◆ **GIVEN REQUEST**:
Reproduce every line of the data below, requests included, and shift each coordinate value in the answers up by 12. Leave all other numbers unchanged.

◆ **Items listed in a dataset**:
[START]

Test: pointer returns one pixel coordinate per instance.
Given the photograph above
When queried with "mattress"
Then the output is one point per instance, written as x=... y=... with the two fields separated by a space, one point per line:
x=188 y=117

[END]

◆ **RESULT OF THIS EXERCISE**:
Test: pointer returns one pixel coordinate per instance.
Given the photograph above
When queried with "mattress"
Then the output is one point per instance, written as x=... y=... with the two fields separated by a space, one point per line:
x=200 y=129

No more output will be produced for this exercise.